**DOCUMENT PASSAGE:**
.....
American actor and entertainer (1885–1947)

Herbert William Clifton (19 October 1885 – 26 September 1947) was an English-born American actor and entertainer, who for much of his career performed as a female impersonator.

==Life and career==
He was born in Greenwich, London, and at the age of 15 was described in the 1901 UK census as an "operatic singer". He appeared in music halls, and married Hilda Light in 1908. She became his piano accompanist, wrote his musical repertoire, and played while he changed his costume. As a female impersonator, he was described as "unique in his field in being straight, married and somewhat plump".

He first performed in the United States in 1910, appearing at the Alhambra Theatre in New York City. He sang in a male soprano voice, firstly in the guise of a street urchin before changing into the dress of a chorus girl, and finally as a burlesque dancer. He was immediately successful, and featured in the 1914 Ziegfeld Follies. He and his wife settled in the United States, becoming naturalized citizens in 1916.

He performed widely through the 1920s, presenting shows entitled Woman's Fads and Follies, and Travesties of the Weaker Sex. A reviewer in Variety wrote in 1920: "This man is a strange mixture. He has the voices of a feminine impersonator and of a longshoreman. He burlesques and he satirizes broadly, yet he wears gowns that are a challenge not only to Julian Eltinge but to Valeska Suratt; at times his work is serious and rises to art. At other times it is low, though never low-down."

Following the decline of vaudeville in the early 1930s, Clifton changed approach and became an orthodox character actor in male roles, often playing bit parts such as a butler or chauffeur. His film debut was in the comedy Her First Mate in 1933. His later films included High Flyers (1937), Ride, Tenderfoot, Ride (1940), Dr. Jekyll and Mr. Hyde (1941), and his final film, Ivy (1947).

He died at the age of 61 in Hollywood, Los Angeles, following an operation.
.....
**USING THE INFORMATION:**
a: Reproduce the Clifton biography from "Herbert William Clifton" up to and including "a female impersonator.".
b: In the Clifton biography, in what year did Clifton make his film debut, and in which film?
The material that follows has no connection to the biography of Herbert William Clifton.
.....
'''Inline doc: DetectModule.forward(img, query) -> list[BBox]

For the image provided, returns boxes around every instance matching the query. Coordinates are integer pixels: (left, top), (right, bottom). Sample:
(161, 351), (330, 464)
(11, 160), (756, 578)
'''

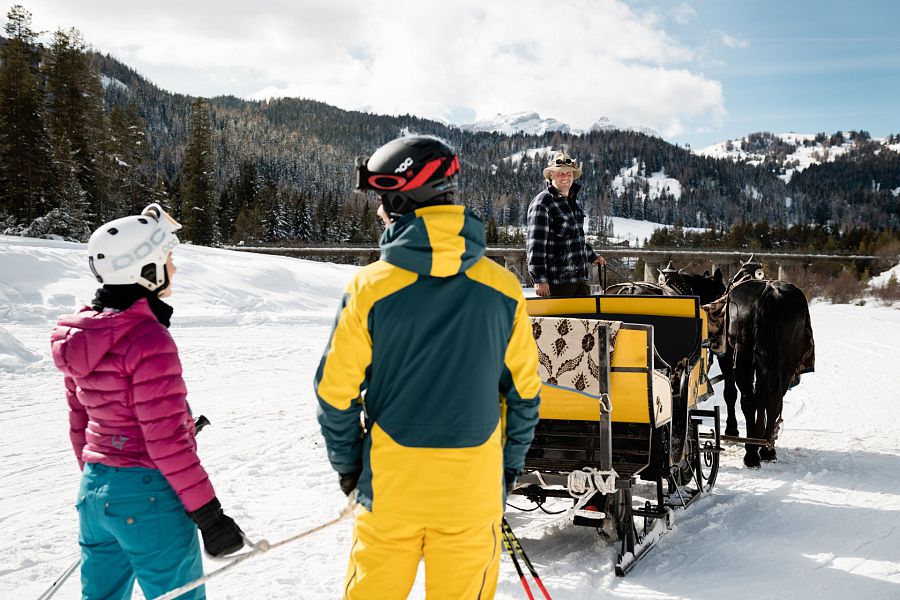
.....
**EXPECTED RESPONSES:**
a:
Herbert William Clifton (19 October 1885 – 26 September 1947) was an English-born American actor and entertainer, who for much of his career performed as a female impersonator.

b: 1933, in the comedy Her First Mate.